### Exercise task
Show every line of the material below that contains the word "BATCH", copying each line unchanged.

### Extracted information
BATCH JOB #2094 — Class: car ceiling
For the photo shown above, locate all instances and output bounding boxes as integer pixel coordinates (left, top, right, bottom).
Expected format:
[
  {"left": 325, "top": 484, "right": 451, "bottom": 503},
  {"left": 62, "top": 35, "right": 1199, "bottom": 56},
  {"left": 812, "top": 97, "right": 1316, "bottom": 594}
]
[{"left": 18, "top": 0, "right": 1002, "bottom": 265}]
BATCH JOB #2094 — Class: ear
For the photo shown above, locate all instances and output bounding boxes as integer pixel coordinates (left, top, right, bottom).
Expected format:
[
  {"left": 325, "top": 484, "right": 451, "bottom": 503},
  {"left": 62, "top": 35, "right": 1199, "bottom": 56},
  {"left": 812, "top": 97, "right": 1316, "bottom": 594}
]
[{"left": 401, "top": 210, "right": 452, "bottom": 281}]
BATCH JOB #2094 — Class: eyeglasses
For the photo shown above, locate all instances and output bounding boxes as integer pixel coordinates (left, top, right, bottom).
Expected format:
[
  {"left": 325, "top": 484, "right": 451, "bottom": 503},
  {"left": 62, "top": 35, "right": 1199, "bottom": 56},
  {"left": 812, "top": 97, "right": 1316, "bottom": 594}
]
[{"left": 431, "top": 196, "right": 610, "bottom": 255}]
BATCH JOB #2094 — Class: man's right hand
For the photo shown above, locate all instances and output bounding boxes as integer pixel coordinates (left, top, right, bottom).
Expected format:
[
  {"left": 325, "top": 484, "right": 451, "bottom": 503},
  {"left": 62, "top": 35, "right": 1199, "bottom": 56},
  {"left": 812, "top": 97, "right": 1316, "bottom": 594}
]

### Solution
BATCH JOB #2094 — Class: car ceiling
BATCH JOB #2094 — Class: ear
BATCH JOB #2094 — Class: eyeglasses
BATCH JOB #2094 — Class: man's right hand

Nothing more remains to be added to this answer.